start Data to use
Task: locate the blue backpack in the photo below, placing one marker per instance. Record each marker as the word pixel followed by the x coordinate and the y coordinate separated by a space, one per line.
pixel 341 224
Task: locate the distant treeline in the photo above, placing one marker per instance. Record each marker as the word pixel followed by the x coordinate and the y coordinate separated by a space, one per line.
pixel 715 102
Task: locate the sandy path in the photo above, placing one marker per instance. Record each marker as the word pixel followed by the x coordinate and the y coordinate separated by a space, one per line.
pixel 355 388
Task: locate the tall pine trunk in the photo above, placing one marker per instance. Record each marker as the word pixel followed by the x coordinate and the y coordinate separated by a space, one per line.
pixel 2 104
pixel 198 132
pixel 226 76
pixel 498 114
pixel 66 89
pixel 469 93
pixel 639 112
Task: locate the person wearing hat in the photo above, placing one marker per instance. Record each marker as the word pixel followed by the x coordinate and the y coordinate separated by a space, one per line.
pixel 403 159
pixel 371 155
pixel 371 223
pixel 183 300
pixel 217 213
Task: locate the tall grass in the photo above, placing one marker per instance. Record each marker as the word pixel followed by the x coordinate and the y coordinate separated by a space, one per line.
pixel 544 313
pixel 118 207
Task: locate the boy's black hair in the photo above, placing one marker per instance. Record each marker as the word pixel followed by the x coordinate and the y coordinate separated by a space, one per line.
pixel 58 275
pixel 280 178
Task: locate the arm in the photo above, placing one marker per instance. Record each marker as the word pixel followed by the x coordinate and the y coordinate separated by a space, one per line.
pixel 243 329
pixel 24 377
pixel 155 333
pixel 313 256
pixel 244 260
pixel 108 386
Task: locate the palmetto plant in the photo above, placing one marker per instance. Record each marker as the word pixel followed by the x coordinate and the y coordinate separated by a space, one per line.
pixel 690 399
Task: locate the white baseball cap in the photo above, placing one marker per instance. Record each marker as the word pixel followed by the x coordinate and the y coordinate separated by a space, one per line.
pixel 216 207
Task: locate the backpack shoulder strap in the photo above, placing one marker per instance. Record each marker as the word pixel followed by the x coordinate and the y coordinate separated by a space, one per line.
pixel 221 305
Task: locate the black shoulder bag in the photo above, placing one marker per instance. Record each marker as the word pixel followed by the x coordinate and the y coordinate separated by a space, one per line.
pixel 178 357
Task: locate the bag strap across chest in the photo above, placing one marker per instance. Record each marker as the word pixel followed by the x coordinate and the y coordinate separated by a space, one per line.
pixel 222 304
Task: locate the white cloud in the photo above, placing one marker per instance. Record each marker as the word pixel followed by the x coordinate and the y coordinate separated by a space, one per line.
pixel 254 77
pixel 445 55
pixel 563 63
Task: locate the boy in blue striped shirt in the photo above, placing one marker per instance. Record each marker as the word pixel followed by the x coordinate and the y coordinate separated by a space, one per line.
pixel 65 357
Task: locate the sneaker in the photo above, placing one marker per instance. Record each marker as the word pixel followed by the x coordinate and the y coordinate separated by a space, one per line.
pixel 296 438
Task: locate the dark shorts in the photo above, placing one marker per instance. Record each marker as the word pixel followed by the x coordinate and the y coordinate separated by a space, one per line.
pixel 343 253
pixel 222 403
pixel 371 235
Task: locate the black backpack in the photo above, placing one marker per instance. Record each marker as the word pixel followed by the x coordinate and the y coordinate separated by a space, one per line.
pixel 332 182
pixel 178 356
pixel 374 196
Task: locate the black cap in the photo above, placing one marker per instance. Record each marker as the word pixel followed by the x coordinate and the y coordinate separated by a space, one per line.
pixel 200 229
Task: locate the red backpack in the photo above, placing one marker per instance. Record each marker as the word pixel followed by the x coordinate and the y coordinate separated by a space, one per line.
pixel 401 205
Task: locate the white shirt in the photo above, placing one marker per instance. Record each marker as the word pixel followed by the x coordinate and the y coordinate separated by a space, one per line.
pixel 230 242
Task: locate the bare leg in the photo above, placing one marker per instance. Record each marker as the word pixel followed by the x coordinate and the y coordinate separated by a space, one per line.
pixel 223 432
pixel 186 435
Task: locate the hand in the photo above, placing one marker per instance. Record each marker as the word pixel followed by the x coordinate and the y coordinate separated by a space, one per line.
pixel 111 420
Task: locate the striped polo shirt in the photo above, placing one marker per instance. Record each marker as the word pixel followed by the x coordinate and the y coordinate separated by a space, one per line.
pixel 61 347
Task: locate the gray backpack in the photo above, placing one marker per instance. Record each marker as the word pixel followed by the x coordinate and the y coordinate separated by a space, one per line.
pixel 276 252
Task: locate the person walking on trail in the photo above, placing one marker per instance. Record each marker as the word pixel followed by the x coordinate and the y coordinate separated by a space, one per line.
end Data to use
__What you have to do__
Lay out every line of the records above as a numbered list, leaving out any blank lines.

__Result below__
1. Task: locate the blue backpack in the photo below, placing one marker per instance. Record each marker as the word pixel followed by the x coordinate and the y coordinate separated by a space, one per line.
2. pixel 341 224
3. Task: locate the distant treeline in the photo above, placing one marker per instance. Record each marker as the word pixel followed by the x coordinate and the y coordinate separated by a space, one per line.
4. pixel 715 102
5. Task: locate the sandy path in the photo above, placing one marker per instance. Record each marker as the word pixel followed by the x coordinate and the y coordinate separated by a space, one per line.
6. pixel 355 388
7. Task: locate the tall pine trunk in the photo above, placing one marker per instance. Record each marker as the word pixel followed by the x coordinate and the y coordinate separated by a space, one per line.
8. pixel 2 104
9. pixel 198 132
10. pixel 226 76
11. pixel 498 114
12. pixel 66 89
13. pixel 469 93
14. pixel 639 112
15. Task: locate the person wearing hat in the photo above, placing one marker per instance. Record each marker as the word pixel followed by the x coordinate and the y coordinate separated by a space, one per line.
16. pixel 403 159
17. pixel 371 155
18. pixel 371 223
19. pixel 183 300
20. pixel 217 213
21. Task: locate the tall grass in the photo above, placing one marker per instance. Record each marker as the word pixel followed by the x coordinate and the y coordinate separated by a space, one per line.
22. pixel 544 313
23. pixel 118 207
24. Task: locate the boy's black hair in the photo above, placing one marker per instance. Record each marker as the word pixel followed by the x coordinate and the y coordinate separated by a space, one per line.
25. pixel 58 275
26. pixel 280 178
27. Task: locate the arm in the photo above, placing one marker per instance. Record each marker as the word pixel followed by the x coordinate and the y coordinate separated by a space, one per line.
28. pixel 243 329
29. pixel 24 377
30. pixel 155 333
31. pixel 313 256
32. pixel 244 260
33. pixel 108 386
34. Task: locate the palmetto plant in the photo above, placing one marker per instance. Record each marker as the word pixel followed by the x coordinate and the y coordinate separated by a space, one per line.
35. pixel 690 399
36. Task: locate the white baseball cap in the photo above, placing one marker per instance. Record each marker as the word pixel followed by the x coordinate and the y coordinate separated by a space, one per line.
37. pixel 216 207
38. Task: locate the backpack shoulder strap in the photo above, placing one marker per instance. Record each marker as the word pixel followed by the x coordinate and the y coordinate separated by a space, one per line.
39. pixel 221 305
40. Task: locate the black shoulder bag in the photo above, placing one marker per instance. Record each marker as the word pixel followed by the x coordinate and the y coordinate separated by a space, one per line.
41. pixel 178 357
42. Task: locate the bag strap across chest in the photo above, placing one marker per instance. Record each marker as the word pixel followed by the x coordinate and the y coordinate separated by a space, one per line.
43. pixel 222 304
44. Task: locate the white cloud in the photo above, placing one marker per instance. Record each marker as the word pixel followed by the x coordinate and the y coordinate separated by a space, one per line.
45. pixel 254 77
46. pixel 445 55
47. pixel 563 63
48. Task: locate the boy in blue striped shirt in the photo above, placing one marker per instance. Record each marker as the word pixel followed by the x coordinate and the y coordinate separated by a space, one per line.
49. pixel 65 357
50. Task: locate the sneaker in the photo above, placing one marker per instance. Record each marker as the word pixel followed by the x coordinate and the y coordinate separated by a space, one per line.
51. pixel 296 438
52. Task: locate the dark shorts in the photo above, placing one marker per instance. Record each marker as the word pixel followed by the x coordinate and the y coordinate separated by a space, one per line.
53. pixel 343 253
54. pixel 222 403
55. pixel 371 235
56. Task: locate the black backpack in the photo above, placing one marker per instance. Record each marker as the word pixel followed by the x coordinate and the y coordinate separated by a space, one per line.
57. pixel 332 182
58. pixel 178 356
59. pixel 374 196
60. Task: locate the black cap in the photo above, placing one marker per instance. Record each marker as the word pixel followed by the x coordinate and the y coordinate separated by a space, one per line.
61. pixel 200 229
62. Task: locate the red backpack in the photo above, placing one marker per instance. Record each marker as the word pixel followed by the x coordinate and the y coordinate separated by a space, one per line.
63. pixel 401 205
64. Task: locate the white shirt in the photo above, placing one marker per instance. Record each marker as the word pixel followed by the x coordinate and the y coordinate separated by a space, one per line.
65. pixel 230 242
66. Task: locate the bare leg in the photo above, placing one marker per instance. Record each marker as the word pixel followed by the x coordinate and the y coordinate separated by a space, one per line.
67. pixel 223 432
68. pixel 186 435
69. Task: locate the hand in the photo above, placing one marker per instance. Record each marker as the word pixel followed by the x coordinate and the y coordinate separated by a space, one per line.
70. pixel 111 420
71. Task: locate the striped polo shirt in the photo above, placing one marker per instance. Record each marker as the word pixel followed by the x coordinate and the y coordinate separated by a space, one per line.
72. pixel 61 347
73. Task: locate the gray backpack in the photo above, placing one marker per instance. Record each marker as the word pixel followed by the x coordinate and the y coordinate separated by a space, one per line.
74. pixel 276 252
75. Task: locate the person walking on trail in the photo above, placing one marker per instance. Record each marker as the word pixel followed by the x coordinate and the y coordinate separated by a space, one per line.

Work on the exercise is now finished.